[Image annotation data]
-*-*-

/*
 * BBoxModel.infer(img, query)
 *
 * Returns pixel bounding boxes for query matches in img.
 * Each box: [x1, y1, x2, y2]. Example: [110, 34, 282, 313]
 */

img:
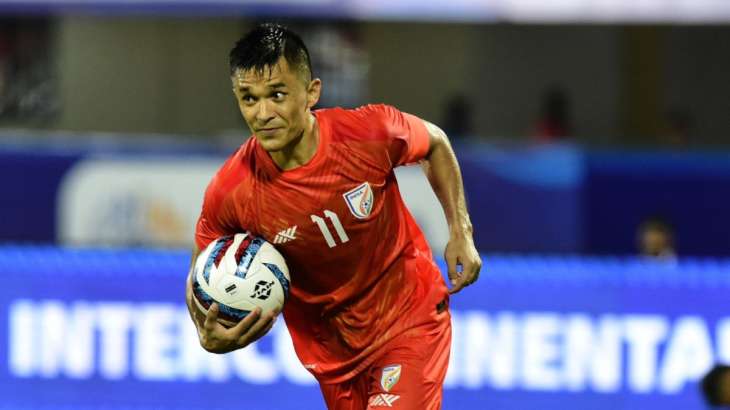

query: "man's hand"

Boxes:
[186, 277, 279, 353]
[444, 234, 482, 295]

-*-*-

* Goal
Recast the lines of the items above as a JSON list of strings, one string per line, leaving out blank lines and the pictures.

* Result for this exercise
[
  "/*",
  " * BBoxModel.infer(img, query)",
  " *",
  " * Returns pixel bounding boxes for query matches in img.",
  " * Each box: [x1, y1, x2, y2]. Example: [110, 34, 282, 313]",
  " */",
  "img:",
  "query: \"man's hand\"",
  "Boxes:",
  "[186, 277, 279, 353]",
  "[444, 234, 482, 295]"
]